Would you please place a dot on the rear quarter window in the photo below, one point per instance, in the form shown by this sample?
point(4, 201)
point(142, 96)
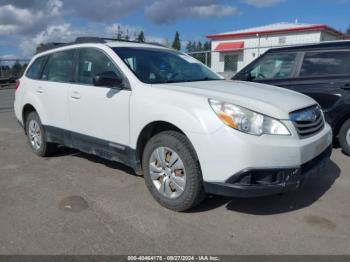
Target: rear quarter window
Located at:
point(34, 72)
point(325, 64)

= = =

> EXERCISE AIM: With the pictures excluded, restate the material exactly as it stands.

> EXERCISE SOLUTION:
Would you please place a dot on the rear quarter window in the photo below, one point per instance, in the form shown by this sample?
point(4, 201)
point(142, 96)
Target: rear quarter window
Located at:
point(34, 72)
point(325, 64)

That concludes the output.